● AIM: Copy out the lines of the listing from the one holding "Target = textured wing" through the end of the listing, inclusive, with the requests kept as they are. In the answers, scale every pixel coordinate by 0.25 and round it to a whole number, rounding halves up.

[Start]

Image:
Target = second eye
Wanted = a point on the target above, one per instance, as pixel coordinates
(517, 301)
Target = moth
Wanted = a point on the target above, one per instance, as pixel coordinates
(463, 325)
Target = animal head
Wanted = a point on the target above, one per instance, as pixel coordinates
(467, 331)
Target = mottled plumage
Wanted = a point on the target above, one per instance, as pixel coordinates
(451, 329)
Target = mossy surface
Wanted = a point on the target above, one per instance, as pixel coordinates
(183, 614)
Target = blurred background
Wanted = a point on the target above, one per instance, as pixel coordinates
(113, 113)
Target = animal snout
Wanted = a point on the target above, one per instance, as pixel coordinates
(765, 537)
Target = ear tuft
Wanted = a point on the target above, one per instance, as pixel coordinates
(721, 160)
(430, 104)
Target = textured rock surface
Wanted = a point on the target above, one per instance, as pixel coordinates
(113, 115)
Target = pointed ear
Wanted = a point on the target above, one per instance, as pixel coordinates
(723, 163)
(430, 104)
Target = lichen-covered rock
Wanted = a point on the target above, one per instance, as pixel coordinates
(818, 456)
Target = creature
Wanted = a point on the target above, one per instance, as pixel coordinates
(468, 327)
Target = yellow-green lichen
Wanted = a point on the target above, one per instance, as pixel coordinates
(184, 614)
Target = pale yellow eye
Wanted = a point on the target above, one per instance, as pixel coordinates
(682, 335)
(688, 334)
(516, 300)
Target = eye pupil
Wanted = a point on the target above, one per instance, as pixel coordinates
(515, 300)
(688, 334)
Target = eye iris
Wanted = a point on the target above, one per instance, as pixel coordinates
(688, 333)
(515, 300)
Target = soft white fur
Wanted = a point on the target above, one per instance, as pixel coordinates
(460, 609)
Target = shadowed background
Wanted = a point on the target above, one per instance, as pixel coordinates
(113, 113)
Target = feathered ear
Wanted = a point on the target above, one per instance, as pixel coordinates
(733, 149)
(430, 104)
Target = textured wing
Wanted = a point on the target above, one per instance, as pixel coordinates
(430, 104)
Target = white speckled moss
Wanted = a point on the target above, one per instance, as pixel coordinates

[End]

● EXERCISE SOLUTION:
Target = textured wing
Wanted = a point on the target above, one per instance, as pixel coordinates
(108, 26)
Target = white speckled moss
Wanted = a point on the target above, one per instance, as pixel coordinates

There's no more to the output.